:: Page excerpt

The only other serious ruby implementation of jsonpath is joshbuddy/jsonpath, also known as the ruby gem "jsonpath".
The jsonpath gem has been around since 2008 and was implemented at a time when there was not even a draft version of the standard. It is not compliant with the jsonpath RFC 9535, which was finalized much later in 2024.
Both gems have these features:
* find values by query
* delete values from the input by query
* Enumerable
instance to iterate over matches using #map
, #select
, etc.
* can return normalized paths for matched values
The jsonpath gem has some features that janeway does not, such as:
* handling of hashes with symbol keys
* handling of nested objects responding to `#dig`, such as Structs
I personally have used joshbuddy/jsonpath for several years. Now I've ported one of my own projects from joshbuddy/jsonpath to janeway. The process revealed several jsonpath queries I had been using that aren't valid unter RFC-compliant jsonpath and had to be updated.
Here are the ones I found.
Since joshbuddy/jsonpath provides the command-line tool jsonpath
for executing queries, it's simplest to demonstrate these examples on the command-line.

::::
:: Data provided

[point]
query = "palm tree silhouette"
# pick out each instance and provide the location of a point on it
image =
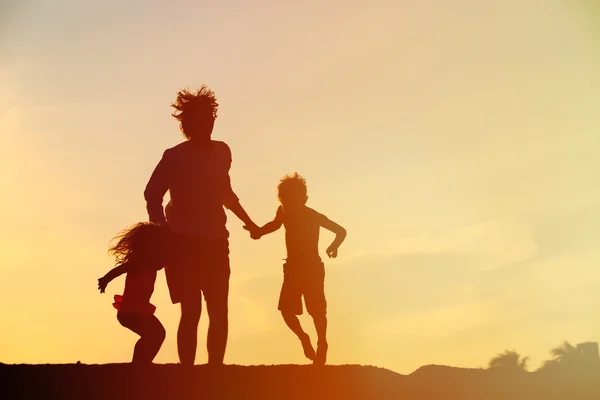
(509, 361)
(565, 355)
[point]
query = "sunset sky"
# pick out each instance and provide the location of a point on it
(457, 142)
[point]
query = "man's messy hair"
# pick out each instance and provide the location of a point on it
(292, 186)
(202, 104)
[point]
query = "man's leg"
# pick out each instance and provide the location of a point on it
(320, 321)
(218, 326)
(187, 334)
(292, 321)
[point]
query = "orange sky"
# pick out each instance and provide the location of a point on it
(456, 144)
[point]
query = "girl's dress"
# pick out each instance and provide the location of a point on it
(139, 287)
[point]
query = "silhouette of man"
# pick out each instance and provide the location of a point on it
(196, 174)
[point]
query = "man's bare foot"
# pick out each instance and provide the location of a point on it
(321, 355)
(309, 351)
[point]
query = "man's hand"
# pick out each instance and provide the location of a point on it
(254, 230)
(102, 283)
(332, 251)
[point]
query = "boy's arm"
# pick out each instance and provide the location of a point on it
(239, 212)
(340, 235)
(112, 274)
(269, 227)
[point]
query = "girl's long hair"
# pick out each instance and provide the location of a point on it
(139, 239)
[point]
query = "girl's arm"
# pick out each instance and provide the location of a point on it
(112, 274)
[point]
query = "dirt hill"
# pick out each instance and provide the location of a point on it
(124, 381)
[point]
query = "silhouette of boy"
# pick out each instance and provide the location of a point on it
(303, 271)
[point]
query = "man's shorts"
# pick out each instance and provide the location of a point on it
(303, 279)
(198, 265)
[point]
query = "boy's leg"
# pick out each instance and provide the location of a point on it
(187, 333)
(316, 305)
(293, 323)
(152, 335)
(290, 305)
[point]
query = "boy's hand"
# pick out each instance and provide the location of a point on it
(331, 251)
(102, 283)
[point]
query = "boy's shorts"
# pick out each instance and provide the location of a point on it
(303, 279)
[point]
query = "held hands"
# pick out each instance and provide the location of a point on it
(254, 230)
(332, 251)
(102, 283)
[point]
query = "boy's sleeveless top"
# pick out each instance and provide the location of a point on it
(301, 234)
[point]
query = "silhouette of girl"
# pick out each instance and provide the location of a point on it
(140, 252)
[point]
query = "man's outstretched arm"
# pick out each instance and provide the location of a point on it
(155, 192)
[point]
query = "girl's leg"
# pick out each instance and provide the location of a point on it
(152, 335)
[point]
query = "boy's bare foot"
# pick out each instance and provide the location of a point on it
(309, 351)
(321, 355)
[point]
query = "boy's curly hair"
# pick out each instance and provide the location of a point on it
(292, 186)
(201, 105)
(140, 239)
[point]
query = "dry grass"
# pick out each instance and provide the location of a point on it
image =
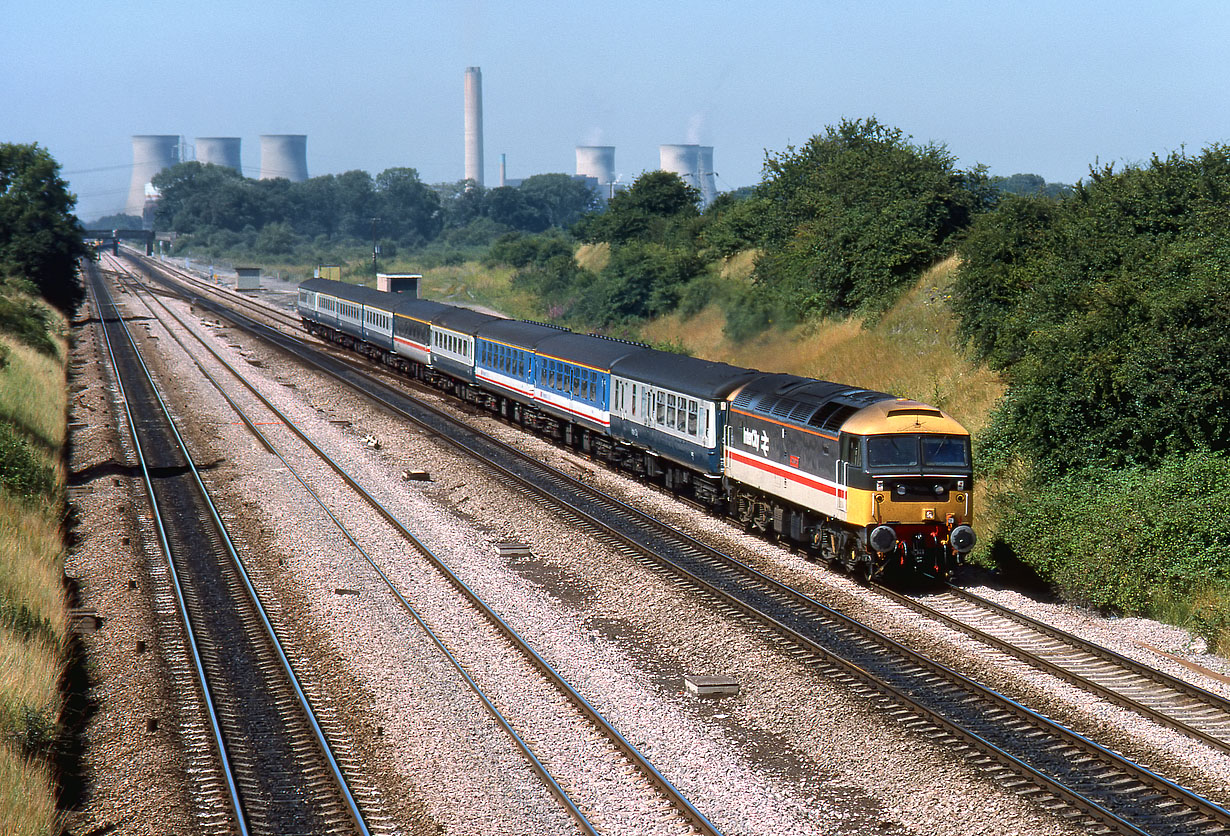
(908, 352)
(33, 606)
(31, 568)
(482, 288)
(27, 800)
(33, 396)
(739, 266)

::::

* [Requirement 1]:
According to the Ruby jsonpath comparison, since what year has the jsonpath gem been around?
* [Requirement 2]:
In the Ruby jsonpath comparison, list every feature that both gems share.
* [Requirement 3]:
Continue the Ruby jsonpath comparison from the point where it stops.

* [Task result 1]:
2008

* [Task result 2]:
- Find values by query
- Delete values from the input by query
- An Enumerable instance to iterate over matches using #map, #select, etc.
- Can return normalized paths for matched values

* [Task result 3]:
For the queries that reference the "store", you can run the same queries using this json data from the original jsonpath article by Goessner:
{
"store": {
"book": [
{ "category": "reference",
"author": "Nigel Rees",
"title": "Sayings of the Century",
"price": 8.95
},
{ "category": "fiction",
"author": "Evelyn Waugh",
"title": "Sword of Honour",
"price": 12.99
},
{ "category": "fiction",
"author": "Herman Melville",
"title": "Moby Dick",
"isbn": "0-553-21311-3",
"price": 8.99
},
{ "category": "fiction",
"author": "J. R. R. Tolkien",
"title": "The Lord of the Rings",
"isbn": "0-395-19395-8",
"price": 22.99
}
],
"bicycle": {
"color": "red",
"price": 19.95
}
}
}
joshbuddy/jsonpath
allows unquoted strings in filter comparisons. Janeway requires string literals to be quoted.
Examples:
$ jsonpath '$.store.book[?(@.category==reference)]' example.json
$ janeway '$.store.book[?(@.category=="reference")]' example.json
joshbuddy/jsonpath
allows root selector to be omitted.
Examples:
$ jsonpath 'store' example.json
$ janeway '$.store' example.json
joshbuddy/jsonpath
treats name selector within a filter selector as a value check, not an existence check
Consider this input json, which has objects with an "x" key that can have a true or false value.
{ "a": { "x": true }, "b": { "x": false } }
joshbuddy/jsonpath
considers the query $.*[?(@.x)
to match only object "a", because a's value for key "x" is true.
Janeway considers this same query to match both objects, because both objects have a key "x". The key value is not considered, beacuse "@.x" is an existence check.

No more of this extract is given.